| PROBLEM DETAILS |
Provide only the number of lines in the records below that contain "field".

::::::::

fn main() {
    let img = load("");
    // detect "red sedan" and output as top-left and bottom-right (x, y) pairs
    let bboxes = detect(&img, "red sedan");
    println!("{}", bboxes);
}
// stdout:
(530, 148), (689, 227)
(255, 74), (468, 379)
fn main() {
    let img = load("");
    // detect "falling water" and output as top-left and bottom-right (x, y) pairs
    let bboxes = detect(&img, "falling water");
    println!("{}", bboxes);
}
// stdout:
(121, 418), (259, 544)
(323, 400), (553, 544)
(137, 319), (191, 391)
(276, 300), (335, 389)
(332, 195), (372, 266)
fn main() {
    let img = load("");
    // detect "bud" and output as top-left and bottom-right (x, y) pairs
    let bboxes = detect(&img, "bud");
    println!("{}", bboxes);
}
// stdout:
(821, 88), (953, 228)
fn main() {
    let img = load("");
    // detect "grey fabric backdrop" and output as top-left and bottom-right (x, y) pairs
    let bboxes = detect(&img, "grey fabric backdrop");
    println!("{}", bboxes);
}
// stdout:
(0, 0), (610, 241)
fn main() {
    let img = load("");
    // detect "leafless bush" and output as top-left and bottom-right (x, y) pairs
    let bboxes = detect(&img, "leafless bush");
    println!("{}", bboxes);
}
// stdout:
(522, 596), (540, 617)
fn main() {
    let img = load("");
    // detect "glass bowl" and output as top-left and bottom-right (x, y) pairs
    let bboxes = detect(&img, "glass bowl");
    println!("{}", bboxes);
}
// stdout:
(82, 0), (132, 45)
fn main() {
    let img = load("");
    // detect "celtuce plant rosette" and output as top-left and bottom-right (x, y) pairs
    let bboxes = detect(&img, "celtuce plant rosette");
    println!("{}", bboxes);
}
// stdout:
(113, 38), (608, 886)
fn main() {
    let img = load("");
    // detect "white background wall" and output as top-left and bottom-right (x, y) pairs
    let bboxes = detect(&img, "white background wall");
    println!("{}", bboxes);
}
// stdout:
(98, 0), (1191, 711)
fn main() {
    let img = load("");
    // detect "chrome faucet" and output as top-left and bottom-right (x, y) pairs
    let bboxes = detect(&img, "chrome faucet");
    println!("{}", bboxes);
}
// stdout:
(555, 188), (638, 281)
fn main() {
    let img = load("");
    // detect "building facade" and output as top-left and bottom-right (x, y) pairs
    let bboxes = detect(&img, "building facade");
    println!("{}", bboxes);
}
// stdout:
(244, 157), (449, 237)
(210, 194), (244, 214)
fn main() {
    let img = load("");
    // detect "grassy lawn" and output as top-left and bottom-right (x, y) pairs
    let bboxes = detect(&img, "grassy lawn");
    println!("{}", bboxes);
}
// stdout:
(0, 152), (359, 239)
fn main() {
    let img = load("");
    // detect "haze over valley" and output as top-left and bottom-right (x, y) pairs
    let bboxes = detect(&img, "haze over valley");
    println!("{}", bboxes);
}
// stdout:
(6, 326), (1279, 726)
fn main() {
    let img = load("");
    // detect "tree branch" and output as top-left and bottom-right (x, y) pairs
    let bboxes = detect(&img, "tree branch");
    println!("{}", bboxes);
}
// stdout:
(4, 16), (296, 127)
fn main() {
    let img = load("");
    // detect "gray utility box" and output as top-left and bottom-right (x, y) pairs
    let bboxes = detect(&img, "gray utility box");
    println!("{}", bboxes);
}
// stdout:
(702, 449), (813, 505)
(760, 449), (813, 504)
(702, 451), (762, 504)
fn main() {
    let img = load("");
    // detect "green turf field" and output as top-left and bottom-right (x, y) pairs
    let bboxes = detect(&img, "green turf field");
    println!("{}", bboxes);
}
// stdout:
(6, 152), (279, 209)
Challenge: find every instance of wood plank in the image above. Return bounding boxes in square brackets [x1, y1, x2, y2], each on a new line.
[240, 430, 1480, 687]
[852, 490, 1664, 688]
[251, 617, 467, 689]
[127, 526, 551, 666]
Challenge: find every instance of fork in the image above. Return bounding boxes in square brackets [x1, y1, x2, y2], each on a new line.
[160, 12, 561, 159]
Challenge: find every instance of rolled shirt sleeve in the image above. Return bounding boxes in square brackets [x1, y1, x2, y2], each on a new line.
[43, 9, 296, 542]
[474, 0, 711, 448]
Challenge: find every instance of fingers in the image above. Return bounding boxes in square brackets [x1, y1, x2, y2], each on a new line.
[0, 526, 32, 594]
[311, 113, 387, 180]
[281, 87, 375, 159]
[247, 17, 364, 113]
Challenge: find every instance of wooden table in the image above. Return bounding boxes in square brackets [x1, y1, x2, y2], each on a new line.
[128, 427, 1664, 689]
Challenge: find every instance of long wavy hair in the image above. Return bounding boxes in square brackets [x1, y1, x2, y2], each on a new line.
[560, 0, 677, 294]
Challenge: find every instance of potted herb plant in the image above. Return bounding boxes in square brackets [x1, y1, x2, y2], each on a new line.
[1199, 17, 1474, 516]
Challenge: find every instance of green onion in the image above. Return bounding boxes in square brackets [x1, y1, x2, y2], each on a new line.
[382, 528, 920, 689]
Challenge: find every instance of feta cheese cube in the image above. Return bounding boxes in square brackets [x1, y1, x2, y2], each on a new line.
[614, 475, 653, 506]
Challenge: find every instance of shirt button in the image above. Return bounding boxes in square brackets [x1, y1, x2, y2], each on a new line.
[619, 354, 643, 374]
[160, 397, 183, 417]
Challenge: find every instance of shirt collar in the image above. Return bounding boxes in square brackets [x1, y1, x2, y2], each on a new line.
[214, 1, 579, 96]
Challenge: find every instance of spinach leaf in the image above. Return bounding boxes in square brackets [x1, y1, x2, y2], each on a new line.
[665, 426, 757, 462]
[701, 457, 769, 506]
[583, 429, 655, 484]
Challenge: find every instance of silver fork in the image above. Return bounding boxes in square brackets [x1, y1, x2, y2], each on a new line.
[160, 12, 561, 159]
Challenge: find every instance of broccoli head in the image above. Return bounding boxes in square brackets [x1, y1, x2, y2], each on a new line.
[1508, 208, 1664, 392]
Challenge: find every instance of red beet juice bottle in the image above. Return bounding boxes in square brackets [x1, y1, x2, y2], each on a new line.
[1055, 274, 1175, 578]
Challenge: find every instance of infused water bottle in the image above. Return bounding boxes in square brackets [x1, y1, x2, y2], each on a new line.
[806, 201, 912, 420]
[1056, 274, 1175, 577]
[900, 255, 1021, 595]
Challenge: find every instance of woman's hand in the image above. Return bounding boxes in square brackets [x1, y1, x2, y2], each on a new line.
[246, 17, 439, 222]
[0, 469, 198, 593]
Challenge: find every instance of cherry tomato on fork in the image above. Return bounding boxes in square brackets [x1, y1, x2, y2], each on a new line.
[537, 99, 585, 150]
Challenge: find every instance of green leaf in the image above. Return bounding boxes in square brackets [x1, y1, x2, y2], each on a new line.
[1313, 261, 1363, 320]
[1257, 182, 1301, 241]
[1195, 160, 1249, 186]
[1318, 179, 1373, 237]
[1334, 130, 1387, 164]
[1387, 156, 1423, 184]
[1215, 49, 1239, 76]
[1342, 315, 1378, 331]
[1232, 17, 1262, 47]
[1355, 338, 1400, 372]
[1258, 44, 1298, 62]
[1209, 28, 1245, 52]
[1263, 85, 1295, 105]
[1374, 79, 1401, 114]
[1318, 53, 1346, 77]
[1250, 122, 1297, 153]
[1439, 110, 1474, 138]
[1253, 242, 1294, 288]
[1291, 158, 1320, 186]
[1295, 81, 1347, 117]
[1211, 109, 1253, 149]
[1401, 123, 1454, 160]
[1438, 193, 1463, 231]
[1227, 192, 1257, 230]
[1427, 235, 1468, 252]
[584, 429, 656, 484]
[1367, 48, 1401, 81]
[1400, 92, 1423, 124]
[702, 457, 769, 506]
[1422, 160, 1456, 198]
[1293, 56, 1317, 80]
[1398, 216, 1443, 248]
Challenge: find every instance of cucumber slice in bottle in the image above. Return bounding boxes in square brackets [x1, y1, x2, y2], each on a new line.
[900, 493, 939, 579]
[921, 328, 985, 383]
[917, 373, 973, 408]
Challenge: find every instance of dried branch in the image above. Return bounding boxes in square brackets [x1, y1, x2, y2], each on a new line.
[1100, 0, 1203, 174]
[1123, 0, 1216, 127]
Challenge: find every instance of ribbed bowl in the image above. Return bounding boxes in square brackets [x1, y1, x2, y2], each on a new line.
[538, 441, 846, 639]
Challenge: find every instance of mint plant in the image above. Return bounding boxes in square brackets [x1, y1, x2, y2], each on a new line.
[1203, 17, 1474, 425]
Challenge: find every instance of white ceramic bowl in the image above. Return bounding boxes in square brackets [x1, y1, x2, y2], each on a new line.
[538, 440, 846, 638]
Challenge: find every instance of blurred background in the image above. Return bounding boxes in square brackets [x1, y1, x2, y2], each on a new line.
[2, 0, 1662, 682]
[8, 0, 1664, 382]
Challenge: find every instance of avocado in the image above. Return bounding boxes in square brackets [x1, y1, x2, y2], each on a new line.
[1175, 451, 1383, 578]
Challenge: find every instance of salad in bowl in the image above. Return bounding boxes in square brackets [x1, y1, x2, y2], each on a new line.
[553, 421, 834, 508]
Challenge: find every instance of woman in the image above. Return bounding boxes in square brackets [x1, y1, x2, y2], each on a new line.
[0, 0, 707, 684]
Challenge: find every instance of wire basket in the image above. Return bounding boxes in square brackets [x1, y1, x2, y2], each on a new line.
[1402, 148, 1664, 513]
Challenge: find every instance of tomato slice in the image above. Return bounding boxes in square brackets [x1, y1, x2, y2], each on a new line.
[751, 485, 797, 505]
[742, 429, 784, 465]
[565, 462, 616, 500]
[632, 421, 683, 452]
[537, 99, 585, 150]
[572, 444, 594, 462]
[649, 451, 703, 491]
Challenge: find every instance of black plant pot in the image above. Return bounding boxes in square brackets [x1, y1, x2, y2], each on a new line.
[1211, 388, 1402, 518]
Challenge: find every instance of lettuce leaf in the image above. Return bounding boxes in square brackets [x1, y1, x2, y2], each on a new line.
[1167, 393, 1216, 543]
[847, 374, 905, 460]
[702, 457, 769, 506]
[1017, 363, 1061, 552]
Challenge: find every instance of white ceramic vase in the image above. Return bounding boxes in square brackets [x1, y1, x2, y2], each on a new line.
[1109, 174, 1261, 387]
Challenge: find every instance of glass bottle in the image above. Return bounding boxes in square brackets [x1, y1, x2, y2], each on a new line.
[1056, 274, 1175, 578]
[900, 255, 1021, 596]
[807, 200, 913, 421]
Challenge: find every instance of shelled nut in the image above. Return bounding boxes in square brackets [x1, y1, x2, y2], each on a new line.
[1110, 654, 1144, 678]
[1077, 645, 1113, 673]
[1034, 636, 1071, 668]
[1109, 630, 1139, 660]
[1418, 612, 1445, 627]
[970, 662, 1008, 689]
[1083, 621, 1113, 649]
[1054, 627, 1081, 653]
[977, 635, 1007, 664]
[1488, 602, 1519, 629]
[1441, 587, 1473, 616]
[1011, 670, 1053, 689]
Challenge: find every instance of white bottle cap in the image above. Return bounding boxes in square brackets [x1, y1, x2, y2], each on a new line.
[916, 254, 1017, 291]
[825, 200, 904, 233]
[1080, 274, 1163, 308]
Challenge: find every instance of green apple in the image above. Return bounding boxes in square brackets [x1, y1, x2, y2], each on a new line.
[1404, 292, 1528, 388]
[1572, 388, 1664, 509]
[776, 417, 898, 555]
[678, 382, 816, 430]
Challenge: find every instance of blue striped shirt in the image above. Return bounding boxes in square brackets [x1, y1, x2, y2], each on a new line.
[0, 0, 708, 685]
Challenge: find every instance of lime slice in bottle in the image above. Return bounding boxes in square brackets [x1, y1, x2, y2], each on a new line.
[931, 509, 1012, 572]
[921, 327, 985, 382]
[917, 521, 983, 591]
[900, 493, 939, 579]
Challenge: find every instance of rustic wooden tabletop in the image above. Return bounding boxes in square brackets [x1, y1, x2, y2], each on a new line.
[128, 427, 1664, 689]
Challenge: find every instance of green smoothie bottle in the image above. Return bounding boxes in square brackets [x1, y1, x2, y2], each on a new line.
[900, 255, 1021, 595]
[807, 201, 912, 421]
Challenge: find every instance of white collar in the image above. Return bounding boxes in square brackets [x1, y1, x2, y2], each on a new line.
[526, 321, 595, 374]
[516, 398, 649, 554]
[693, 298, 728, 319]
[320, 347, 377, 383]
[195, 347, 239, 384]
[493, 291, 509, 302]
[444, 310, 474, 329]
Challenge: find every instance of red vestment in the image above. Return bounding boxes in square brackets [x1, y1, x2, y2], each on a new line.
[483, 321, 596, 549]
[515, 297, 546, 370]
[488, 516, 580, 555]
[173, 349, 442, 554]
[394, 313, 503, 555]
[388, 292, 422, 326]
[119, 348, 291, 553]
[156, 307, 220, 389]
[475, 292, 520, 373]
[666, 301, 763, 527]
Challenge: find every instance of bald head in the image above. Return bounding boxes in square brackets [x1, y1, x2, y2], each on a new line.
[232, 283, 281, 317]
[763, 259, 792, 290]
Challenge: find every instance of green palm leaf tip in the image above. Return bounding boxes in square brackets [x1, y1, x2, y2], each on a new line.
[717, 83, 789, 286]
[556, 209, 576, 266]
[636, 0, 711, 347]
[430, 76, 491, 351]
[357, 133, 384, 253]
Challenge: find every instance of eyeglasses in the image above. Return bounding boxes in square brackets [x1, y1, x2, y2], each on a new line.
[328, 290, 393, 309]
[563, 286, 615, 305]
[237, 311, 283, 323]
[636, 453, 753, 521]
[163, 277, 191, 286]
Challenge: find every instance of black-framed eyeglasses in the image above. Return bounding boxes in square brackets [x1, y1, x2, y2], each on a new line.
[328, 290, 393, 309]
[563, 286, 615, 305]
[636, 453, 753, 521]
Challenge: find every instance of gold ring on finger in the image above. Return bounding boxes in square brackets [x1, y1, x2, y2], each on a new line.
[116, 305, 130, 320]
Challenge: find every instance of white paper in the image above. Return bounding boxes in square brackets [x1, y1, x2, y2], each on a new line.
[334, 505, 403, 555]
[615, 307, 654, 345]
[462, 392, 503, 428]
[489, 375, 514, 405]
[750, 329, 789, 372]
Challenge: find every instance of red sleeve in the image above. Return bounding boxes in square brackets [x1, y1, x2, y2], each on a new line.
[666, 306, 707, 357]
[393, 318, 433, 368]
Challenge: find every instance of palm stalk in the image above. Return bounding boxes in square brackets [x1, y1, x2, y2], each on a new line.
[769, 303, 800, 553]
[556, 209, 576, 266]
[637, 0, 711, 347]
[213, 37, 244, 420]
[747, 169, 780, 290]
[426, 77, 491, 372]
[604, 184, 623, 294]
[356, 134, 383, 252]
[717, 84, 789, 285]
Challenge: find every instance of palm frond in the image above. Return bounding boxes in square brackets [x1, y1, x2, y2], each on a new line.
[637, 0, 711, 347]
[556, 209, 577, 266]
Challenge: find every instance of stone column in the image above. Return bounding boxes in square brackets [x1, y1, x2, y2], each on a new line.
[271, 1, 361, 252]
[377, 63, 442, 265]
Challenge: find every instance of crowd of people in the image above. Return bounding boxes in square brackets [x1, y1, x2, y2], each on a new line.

::::::::

| EXPECTED ANSWER |
2